Work to complete - An exact copy of all the entries below is what this task needs.

START Data for analysis

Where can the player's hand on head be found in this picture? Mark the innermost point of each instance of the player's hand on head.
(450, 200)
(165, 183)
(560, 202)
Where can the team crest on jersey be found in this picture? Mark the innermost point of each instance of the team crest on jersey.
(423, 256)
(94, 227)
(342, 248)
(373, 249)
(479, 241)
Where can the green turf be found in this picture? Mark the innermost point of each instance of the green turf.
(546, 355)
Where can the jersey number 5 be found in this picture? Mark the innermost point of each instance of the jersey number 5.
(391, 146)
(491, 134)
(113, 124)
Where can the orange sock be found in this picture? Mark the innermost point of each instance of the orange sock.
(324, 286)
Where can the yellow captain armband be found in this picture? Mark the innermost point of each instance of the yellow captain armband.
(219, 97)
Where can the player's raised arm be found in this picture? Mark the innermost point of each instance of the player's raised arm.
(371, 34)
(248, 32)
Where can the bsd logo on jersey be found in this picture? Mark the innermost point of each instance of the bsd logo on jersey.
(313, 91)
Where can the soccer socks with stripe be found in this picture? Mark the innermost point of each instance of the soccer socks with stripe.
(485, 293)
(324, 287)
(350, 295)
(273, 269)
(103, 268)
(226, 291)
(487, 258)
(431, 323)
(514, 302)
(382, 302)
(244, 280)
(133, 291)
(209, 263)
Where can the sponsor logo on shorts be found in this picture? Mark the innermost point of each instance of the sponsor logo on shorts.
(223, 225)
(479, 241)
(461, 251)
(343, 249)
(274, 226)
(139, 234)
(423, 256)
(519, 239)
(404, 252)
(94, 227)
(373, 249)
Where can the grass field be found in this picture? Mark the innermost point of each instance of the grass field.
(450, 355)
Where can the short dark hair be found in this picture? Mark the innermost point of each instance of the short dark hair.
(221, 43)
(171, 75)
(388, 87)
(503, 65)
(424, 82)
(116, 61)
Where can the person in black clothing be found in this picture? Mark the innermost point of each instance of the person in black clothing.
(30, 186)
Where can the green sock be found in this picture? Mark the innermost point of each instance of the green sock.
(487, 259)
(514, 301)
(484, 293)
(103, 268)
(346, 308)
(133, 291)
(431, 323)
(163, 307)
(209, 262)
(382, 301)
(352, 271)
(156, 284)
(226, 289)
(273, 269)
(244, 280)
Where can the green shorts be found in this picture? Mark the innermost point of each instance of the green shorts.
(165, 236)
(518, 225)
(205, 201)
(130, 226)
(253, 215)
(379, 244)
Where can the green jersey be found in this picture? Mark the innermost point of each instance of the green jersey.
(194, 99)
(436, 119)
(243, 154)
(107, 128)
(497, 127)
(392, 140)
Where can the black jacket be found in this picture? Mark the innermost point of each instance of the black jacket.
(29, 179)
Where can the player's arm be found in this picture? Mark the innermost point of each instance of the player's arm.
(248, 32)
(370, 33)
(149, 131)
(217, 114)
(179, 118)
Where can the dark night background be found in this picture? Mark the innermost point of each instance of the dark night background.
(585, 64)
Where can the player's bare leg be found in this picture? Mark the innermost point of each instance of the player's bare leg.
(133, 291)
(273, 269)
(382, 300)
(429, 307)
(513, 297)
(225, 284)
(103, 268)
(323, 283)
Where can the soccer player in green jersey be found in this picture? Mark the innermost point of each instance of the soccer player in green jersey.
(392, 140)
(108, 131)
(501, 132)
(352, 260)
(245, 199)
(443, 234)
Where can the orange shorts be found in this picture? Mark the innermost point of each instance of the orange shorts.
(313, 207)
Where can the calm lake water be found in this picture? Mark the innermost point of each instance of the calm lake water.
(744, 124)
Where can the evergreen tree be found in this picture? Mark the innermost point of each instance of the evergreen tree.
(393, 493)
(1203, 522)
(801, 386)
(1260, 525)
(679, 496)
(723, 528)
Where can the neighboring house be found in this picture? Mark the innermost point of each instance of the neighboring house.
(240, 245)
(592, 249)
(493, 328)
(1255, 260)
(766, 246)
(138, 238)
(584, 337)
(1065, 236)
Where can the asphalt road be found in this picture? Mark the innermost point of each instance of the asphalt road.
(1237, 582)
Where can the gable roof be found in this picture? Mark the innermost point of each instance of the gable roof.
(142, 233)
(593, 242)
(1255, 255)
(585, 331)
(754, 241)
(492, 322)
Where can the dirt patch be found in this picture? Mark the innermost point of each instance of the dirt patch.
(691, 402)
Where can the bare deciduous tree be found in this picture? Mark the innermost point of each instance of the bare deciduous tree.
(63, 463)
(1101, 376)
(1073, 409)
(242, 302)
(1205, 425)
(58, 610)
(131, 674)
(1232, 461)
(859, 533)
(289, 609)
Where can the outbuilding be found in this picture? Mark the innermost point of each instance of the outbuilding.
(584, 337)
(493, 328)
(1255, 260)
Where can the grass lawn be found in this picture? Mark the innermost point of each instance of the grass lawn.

END Data for analysis

Answer box -
Where can the player's hand on head be found in this picture? Mark the innermost point of each instance of the player's hand on head.
(450, 200)
(165, 183)
(560, 202)
Where can the team crest on jersey be found in this picture? Mark the innermost point of each instance of the team crest on jersey.
(423, 256)
(94, 227)
(342, 248)
(373, 249)
(479, 241)
Where can the green turf be found in this picture? Mark the innermost point of each instance of the green turf.
(546, 355)
Where can the jersey number 5 be found in this picture? Mark the innermost point of each instance of the jersey number 5.
(391, 146)
(491, 134)
(113, 124)
Where can the orange sock be found in this picture? Mark the innermost point of each instance of the orange sock.
(324, 286)
Where can the yellow captain armband be found in this picture? Mark the innermost point of each instance of the yellow captain armband.
(219, 97)
Where can the player's raised arm be found in this picture? Mark the innermost point of each instance of the player's raised arm.
(371, 34)
(248, 32)
Where can the bsd logo on jersey be found in this picture? Mark the innermost point of each instance of the bsd logo on jersey.
(313, 91)
Where can the soccer socks with stripe be found in this picture? Mark the innermost point of each instance of the soccer socks with stripe.
(485, 293)
(324, 287)
(350, 295)
(273, 269)
(103, 268)
(226, 291)
(487, 258)
(431, 323)
(514, 302)
(382, 302)
(244, 280)
(133, 291)
(209, 263)
Where can the sponsor logo on shorts be found in this picture? Mark the innermost point of each instance of the sponsor logo on shorts.
(223, 225)
(479, 241)
(461, 251)
(343, 249)
(274, 226)
(139, 234)
(423, 256)
(519, 239)
(404, 252)
(94, 227)
(373, 249)
Where can the grass field be found in this picture? Mark the innermost point of each instance of the grass field.
(450, 355)
Where can the short dark hair be found in this picture? Mark the innermost point of each instance of the short dark hair.
(221, 43)
(171, 75)
(388, 87)
(503, 65)
(424, 82)
(116, 61)
Where can the person in black clothing be found in this picture? Mark the innermost point of each instance of the person in black clothing.
(30, 186)
Where can the green sock be found in this picture? Mark the innermost point of each instance of the green sock.
(487, 259)
(514, 301)
(484, 293)
(103, 268)
(346, 308)
(133, 291)
(431, 323)
(163, 307)
(209, 262)
(382, 301)
(352, 271)
(156, 284)
(226, 289)
(273, 269)
(244, 280)
Where can the green shorts be found in this picture? Mark the innermost point of each instance of the green shorts.
(165, 236)
(518, 225)
(205, 201)
(130, 226)
(253, 215)
(379, 244)
Where can the green jersey be found in this picture? Mark the innermost point of each instance of the green jersey.
(194, 99)
(436, 119)
(243, 154)
(107, 128)
(497, 127)
(392, 140)
Where can the black jacket be found in this picture? Mark the innermost point of each instance of the black jacket.
(29, 179)
Where can the player's arm be found in this picture? Mark the innermost point of each instance of the player's arm.
(248, 32)
(370, 33)
(149, 131)
(217, 114)
(179, 118)
Where can the dark night background be found in this picture? Mark the innermost point of each instance of the dark night background.
(585, 64)
Where can the player's bare leg be found in this picture? Mark the innermost point of each instance of the player's bare leg.
(133, 291)
(273, 269)
(382, 300)
(429, 307)
(513, 297)
(225, 284)
(103, 268)
(323, 283)
Where can the soccer player in green jersey be found in this picture? Mark the innermost point of each instance of the soccer player in green jersey.
(392, 140)
(108, 131)
(501, 132)
(352, 260)
(245, 199)
(443, 234)
Where can the orange shorts be found in this picture? Mark the innermost point of each instance of the orange shorts.
(313, 207)
Where can the calm lake water be found in this picture? Mark the innermost point of each instance of the calm lake water.
(744, 124)
Where can the evergreen tree be found in this picture? Mark the innermost point of each instance of the evergreen tree.
(393, 493)
(1203, 522)
(801, 386)
(1260, 525)
(679, 496)
(723, 528)
Where can the neighboring house be found in this picture? Mark the innermost point of each instance of the neighboring house.
(240, 245)
(592, 249)
(493, 328)
(1255, 260)
(766, 246)
(138, 238)
(584, 337)
(1065, 236)
Where can the asphalt road be found in this picture? Mark the innermost point of each instance of the asphalt road.
(1237, 582)
Where can the gable roof be found in this picture? Mark the innermost point of each instance of the gable roof.
(142, 233)
(593, 242)
(1255, 255)
(585, 331)
(754, 241)
(492, 322)
Where can the dirt patch be found in this picture? Mark the innermost point of each instance of the dirt patch.
(691, 402)
Where can the bare deciduous tree be found in this picture? Mark the innermost point of each instance of the bare deciduous tree.
(63, 463)
(1101, 376)
(1073, 409)
(242, 302)
(1205, 425)
(58, 610)
(131, 674)
(1232, 461)
(859, 533)
(289, 609)
Where can the outbuilding be found in this picture? Mark the innermost point of each instance of the outbuilding.
(584, 337)
(493, 328)
(1255, 260)
Where can the grass lawn be found in this picture? Mark the innermost point of each instance of the grass lawn.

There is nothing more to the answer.